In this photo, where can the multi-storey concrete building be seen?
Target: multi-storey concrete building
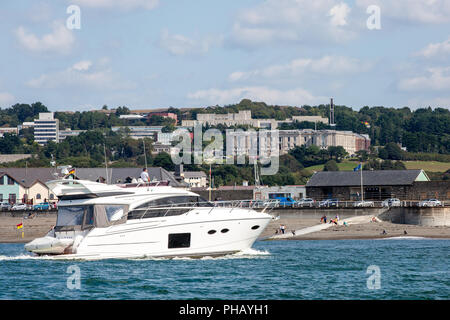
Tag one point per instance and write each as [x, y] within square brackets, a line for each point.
[141, 132]
[46, 128]
[63, 134]
[243, 117]
[251, 143]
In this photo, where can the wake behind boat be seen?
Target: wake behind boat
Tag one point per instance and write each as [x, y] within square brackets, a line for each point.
[98, 221]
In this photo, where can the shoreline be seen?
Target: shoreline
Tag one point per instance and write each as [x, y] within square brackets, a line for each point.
[306, 228]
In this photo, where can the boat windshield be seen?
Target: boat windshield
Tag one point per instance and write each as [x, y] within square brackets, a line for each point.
[88, 216]
[71, 216]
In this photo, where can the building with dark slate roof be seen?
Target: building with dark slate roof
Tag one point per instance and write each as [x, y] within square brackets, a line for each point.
[377, 185]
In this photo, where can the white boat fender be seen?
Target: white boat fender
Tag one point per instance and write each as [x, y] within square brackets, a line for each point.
[76, 243]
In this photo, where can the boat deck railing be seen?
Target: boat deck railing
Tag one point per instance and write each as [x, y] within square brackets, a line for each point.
[180, 208]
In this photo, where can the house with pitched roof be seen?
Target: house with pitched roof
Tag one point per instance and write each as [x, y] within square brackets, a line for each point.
[377, 185]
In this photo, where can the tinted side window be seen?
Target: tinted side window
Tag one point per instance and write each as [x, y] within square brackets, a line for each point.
[179, 240]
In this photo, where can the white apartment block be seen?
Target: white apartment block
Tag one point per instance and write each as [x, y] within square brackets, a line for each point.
[247, 142]
[63, 134]
[46, 128]
[243, 117]
[310, 119]
[141, 132]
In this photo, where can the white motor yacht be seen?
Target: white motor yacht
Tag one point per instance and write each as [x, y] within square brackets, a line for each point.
[98, 221]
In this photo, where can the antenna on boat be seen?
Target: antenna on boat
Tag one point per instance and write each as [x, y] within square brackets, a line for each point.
[106, 163]
[145, 157]
[145, 153]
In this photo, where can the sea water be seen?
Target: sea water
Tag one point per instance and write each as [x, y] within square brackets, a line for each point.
[328, 269]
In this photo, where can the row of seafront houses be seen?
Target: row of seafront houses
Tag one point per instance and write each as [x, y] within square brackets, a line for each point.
[27, 185]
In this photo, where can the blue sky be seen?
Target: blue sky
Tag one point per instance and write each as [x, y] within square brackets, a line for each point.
[161, 53]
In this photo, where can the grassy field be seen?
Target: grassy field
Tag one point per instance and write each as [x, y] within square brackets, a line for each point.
[431, 166]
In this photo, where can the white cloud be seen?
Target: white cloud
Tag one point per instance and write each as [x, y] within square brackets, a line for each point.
[437, 79]
[339, 14]
[60, 40]
[180, 45]
[82, 65]
[436, 49]
[415, 11]
[292, 21]
[303, 67]
[296, 96]
[80, 75]
[6, 99]
[121, 4]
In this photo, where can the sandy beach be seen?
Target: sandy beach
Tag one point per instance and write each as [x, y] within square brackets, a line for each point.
[40, 225]
[360, 230]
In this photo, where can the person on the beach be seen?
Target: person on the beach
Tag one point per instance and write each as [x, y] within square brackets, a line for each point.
[144, 175]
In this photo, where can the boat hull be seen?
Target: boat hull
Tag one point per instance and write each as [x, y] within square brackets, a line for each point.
[202, 235]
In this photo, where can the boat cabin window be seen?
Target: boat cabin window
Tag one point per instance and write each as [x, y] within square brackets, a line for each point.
[168, 206]
[114, 212]
[75, 216]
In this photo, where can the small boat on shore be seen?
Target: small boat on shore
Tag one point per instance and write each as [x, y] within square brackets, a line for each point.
[98, 221]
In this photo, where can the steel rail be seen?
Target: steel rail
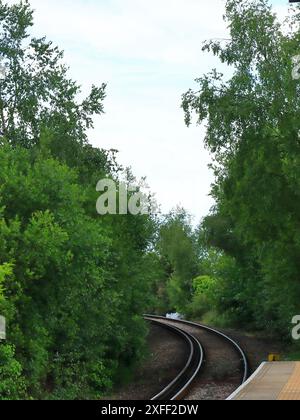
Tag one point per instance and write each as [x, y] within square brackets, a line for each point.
[236, 346]
[179, 386]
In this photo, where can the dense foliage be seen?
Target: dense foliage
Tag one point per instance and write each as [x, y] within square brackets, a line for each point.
[73, 285]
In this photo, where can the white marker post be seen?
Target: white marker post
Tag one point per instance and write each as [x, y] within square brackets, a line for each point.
[2, 328]
[2, 70]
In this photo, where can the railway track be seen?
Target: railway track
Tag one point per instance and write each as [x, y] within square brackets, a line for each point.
[181, 385]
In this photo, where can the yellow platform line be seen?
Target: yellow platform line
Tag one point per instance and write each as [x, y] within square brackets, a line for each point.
[291, 391]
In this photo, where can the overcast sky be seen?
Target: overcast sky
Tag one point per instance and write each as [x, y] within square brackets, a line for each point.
[149, 53]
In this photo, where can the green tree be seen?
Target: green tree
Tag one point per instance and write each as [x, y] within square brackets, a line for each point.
[253, 133]
[36, 91]
[177, 247]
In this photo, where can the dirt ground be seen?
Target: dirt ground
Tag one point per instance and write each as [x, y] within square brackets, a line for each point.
[167, 358]
[220, 376]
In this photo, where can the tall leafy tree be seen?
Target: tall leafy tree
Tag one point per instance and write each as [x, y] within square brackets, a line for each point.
[253, 134]
[35, 90]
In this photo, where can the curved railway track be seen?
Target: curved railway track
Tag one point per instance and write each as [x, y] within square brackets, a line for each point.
[178, 388]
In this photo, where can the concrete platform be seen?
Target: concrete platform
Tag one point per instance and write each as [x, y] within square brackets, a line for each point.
[278, 381]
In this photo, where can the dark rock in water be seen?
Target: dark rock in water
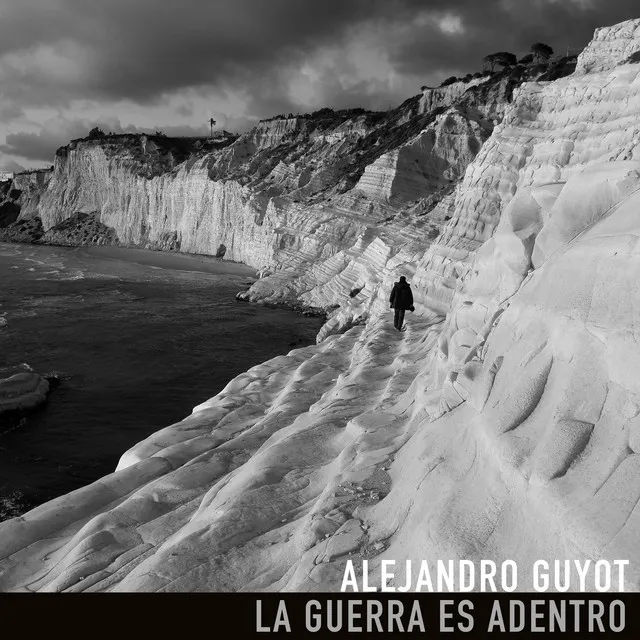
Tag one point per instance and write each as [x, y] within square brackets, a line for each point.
[21, 391]
[81, 229]
[12, 505]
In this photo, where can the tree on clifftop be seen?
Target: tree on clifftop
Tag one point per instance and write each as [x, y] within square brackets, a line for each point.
[503, 58]
[96, 132]
[541, 51]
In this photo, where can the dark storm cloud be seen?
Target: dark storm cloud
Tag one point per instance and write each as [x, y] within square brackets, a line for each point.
[55, 51]
[57, 132]
[506, 25]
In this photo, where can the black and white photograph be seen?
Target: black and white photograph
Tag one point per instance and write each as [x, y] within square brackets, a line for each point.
[325, 311]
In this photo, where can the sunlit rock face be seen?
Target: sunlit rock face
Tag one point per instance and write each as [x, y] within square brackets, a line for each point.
[610, 47]
[503, 423]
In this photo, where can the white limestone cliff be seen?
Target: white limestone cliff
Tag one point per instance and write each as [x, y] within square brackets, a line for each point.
[502, 424]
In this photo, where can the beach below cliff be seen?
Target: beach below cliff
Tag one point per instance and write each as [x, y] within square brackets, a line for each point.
[136, 338]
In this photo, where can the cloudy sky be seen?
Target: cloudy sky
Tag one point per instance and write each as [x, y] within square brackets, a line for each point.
[130, 65]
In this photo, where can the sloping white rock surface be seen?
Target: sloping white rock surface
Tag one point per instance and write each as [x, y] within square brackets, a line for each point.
[504, 423]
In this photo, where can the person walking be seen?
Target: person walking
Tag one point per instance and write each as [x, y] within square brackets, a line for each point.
[401, 299]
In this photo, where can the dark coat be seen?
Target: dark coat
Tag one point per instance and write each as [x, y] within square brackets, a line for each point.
[401, 296]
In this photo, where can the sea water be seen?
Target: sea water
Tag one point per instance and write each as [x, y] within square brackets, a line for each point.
[137, 338]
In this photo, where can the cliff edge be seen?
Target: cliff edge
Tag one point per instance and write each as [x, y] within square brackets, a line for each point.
[503, 423]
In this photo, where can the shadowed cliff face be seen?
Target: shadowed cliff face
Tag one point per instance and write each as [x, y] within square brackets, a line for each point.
[503, 423]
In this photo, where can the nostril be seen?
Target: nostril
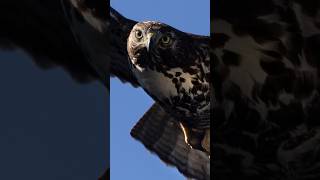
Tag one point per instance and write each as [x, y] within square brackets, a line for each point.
[140, 51]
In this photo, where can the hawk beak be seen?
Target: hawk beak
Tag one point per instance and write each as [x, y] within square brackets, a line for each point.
[149, 37]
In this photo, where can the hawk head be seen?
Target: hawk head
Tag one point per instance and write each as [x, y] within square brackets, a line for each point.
[172, 66]
[157, 46]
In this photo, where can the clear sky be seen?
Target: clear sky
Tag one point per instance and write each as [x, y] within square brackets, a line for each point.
[51, 128]
[129, 158]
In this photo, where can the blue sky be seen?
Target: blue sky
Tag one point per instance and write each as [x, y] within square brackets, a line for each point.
[51, 128]
[129, 158]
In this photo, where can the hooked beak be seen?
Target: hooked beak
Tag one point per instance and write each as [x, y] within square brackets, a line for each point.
[149, 37]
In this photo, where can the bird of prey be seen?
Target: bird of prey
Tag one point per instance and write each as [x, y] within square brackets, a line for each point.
[76, 35]
[173, 68]
[266, 89]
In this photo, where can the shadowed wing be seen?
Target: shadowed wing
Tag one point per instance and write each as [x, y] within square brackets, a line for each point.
[42, 29]
[162, 135]
[266, 80]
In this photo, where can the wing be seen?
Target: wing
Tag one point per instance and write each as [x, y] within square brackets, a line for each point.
[102, 36]
[160, 134]
[40, 29]
[266, 90]
[53, 39]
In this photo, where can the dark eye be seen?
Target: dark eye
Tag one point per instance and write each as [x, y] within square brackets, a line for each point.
[138, 34]
[166, 40]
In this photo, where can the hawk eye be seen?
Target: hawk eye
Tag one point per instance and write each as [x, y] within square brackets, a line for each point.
[166, 40]
[138, 34]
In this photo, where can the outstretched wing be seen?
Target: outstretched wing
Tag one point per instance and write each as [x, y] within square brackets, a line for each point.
[41, 30]
[266, 80]
[102, 33]
[162, 135]
[74, 37]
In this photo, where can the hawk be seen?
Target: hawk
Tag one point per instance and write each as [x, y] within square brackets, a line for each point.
[173, 68]
[265, 58]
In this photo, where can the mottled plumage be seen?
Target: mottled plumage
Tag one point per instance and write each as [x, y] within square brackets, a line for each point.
[173, 68]
[266, 89]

========================================

What to work on: Quote, please, every line of the material above from its start through the line that has "In this photo, where can the wake", reproducing the words exactly and dropping any images.

Expected answer:
In this photo, where can the multi-storey concrete building be seen?
Target: multi-storey concrete building
Tag one point per instance and write each as [x, y] within square brackets, a line for each point.
[141, 132]
[46, 128]
[63, 134]
[243, 117]
[251, 143]
In this photo, where can the wake behind boat be seen?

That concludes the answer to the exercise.